■ WRITTEN PROBLEM ■
Please answer these questions about the forum thread on matching driver and passenger ratings.
1. Instead of kicking low-rated drivers off, what does madUber74 suggest they be given?
2. How many drivers had cancelled on the 3.6* passenger before Ziggy picked him up?
3. What value does Ziggy give for each of the 5th row tickets?

**** PROVIDED TEXT ****

# Brilliant idea!



## madUber74 (Jun 3, 2015)

I just had an epiphany. Uber should change the ping algorithm to match driver rating to pax rating. 5* drivers get first crack at 5* pax. Likewise, instead of kicking drivers off for low ratings, just give them pax no higher than their rating. A 3* pax deserves a 3* driver


----------



## Backdash (Jan 28, 2015)

Is it that since there are no 3 rated drivers the 3 rated passengers will never get picked up? Is that the point?


----------



## Ziggy (Feb 27, 2015)

I picked up a 3.6* pax a few weeks ago; short $23 ride ... but I got a $300 tip. Pax was ultra grateful that I picked him up; 2 previous drivers cancelled on him. Generally, unless I've personally given the pax a 1-2* rating, I'll p/u all pax ... though that has bit me in the arse once or twice.


----------



## Uberchampion (Oct 17, 2015)

Ziggy said:


> I picked up a 3.6* pax a few weeks ago; short $23 ride ... but I got a $300 tip. Pax was ultra grateful that I picked him up; 2 previous drivers cancelled on him. Generally, unless I've personally given the pax a 1-2* rating, I'll p/u all pax ... though that has bit me in the arse once or twice.


$300 tip?


----------



## Ziggy (Feb 27, 2015)

Uberchampion said:


> $300 tip?


yep ... couple of 5th row tickets valued at $185/each ... I wanted to go to the show anyway and wasn't planning on shelling out for the 5th row seats ... but my g/f was thrilled with the awesome seats ... so I'd consider them "same as cash"; since I didn't have outlay any cash to a gig I was going to go to anyway. Similarly, when a restaurant owner hands me a gift card for his restaurant; or any other business owner hands me a gift card for their biz ... it's all cash to me ... 'cause if I don't use it myself, I can always parlay it for something else... sometimes even for cash


----------



## Bill Collector (Dec 17, 2015)

**** SUPPLIED DATA ****

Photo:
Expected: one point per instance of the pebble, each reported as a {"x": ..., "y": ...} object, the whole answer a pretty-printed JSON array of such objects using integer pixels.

****

■ WRITTEN ANSWER ■
1. Passengers rated no higher than the driver's own rating.
2. Two.
3. $185 each.